>> begin Extracted text

Dropping the interest on a seller-financed mortgage-what's in it for me?
January 27, 2015 1:06 PM   Subscribe

Is there any benefit to dropping the interest rate on a seller-financed mortgage note "just because"?

I'm getting a lot of pressure to refinance a seller-financed mortgage, and I'm having trouble determining if there is any benefit to me. The details:

Sometime in the early 1990s (I was very young), a close family friend passed away. Her daughter, whom we'll call Aunt Bea, initially leased the house. The leasing manager was a church friend of hers, and after some years, renting the house proved to be enough of a hassle that she sold the house to the leasing manager. The mortgage was seller-financed, with a set monthly payment of $500 a month and an 8% interest rate. I think she has about 14 years left to pay on the note.

Aunt Bea passed away in 2010. In her will, she designated my sister and I to be the recipients of the mortgage payments, so we each get $250 monthly. Things had been going mostly fine - leasing-manager-turned-owner continued to rent the house out, and she is reliable enough getting the payments in on time. About a year ago, she started to make noise about lowering the interest rate on the note. She wants us to change the note to decrease the interest rate to 5%. She typically makes contact through my father, so we've usually just been ignoring her request, and my father just tells her that he doesn't have financial power of attorney for us.

>> end Extracted text

*Tasks:*
a - Please return everything in the seller-financed mortgage post from "January 27, 2015" down to "pay on the note.", copied word for word.
b - Select every line of the rows that contains the string "query", and copy each one unchanged.

>> begin The input

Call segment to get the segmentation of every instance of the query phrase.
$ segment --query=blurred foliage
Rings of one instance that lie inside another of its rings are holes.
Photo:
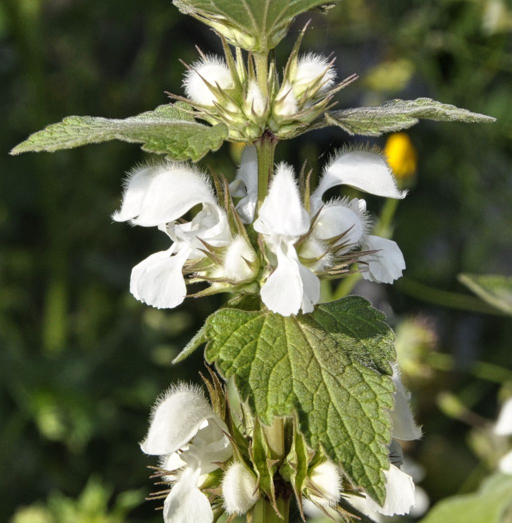
[[[406,449],[425,469],[423,487],[433,502],[475,491],[495,463],[473,451],[470,434],[495,417],[496,394],[512,381],[512,325],[479,307],[457,276],[512,276],[512,7],[345,0],[327,17],[312,16],[303,49],[334,51],[340,77],[361,77],[340,93],[340,108],[424,96],[497,118],[422,122],[408,132],[416,174],[388,224],[406,278],[355,289],[396,328],[425,433]],[[281,64],[309,17],[299,17],[277,49]],[[130,295],[131,267],[166,243],[157,231],[109,218],[123,172],[144,157],[137,145],[7,153],[69,115],[125,118],[165,103],[164,91],[180,90],[178,59],[193,62],[196,44],[220,51],[212,31],[164,0],[0,4],[0,520],[23,506],[41,522],[58,506],[89,514],[89,490],[99,493],[98,504],[84,521],[124,517],[116,513],[120,493],[152,488],[146,466],[154,462],[137,445],[149,405],[170,382],[197,379],[200,354],[176,367],[170,361],[220,303],[157,311]],[[347,139],[335,129],[315,131],[283,143],[277,160],[298,169],[307,160],[318,173]],[[385,138],[371,143],[383,146]],[[231,177],[236,154],[225,145],[201,164]],[[447,397],[462,411],[443,410]],[[126,519],[161,520],[155,506],[135,504],[121,503],[133,508]],[[62,514],[49,517],[66,521]]]
[[[121,523],[135,507],[144,501],[141,491],[122,492],[108,508],[111,489],[94,476],[76,499],[61,492],[50,494],[46,506],[36,503],[19,509],[13,523]]]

>> end The input

*Solved problems:*
a -
January 27, 2015 1:06 PM   Subscribe

Is there any benefit to dropping the interest rate on a seller-financed mortgage note "just because"?

I'm getting a lot of pressure to refinance a seller-financed mortgage, and I'm having trouble determining if there is any benefit to me. The details:

Sometime in the early 1990s (I was very young), a close family friend passed away. Her daughter, whom we'll call Aunt Bea, initially leased the house. The leasing manager was a church friend of hers, and after some years, renting the house proved to be enough of a hassle that she sold the house to the leasing manager. The mortgage was seller-financed, with a set monthly payment of $500 a month and an 8% interest rate. I think she has about 14 years left to pay on the note.

b -
Call segment to get the segmentation of every instance of the query phrase.
$ segment --query=blurred foliage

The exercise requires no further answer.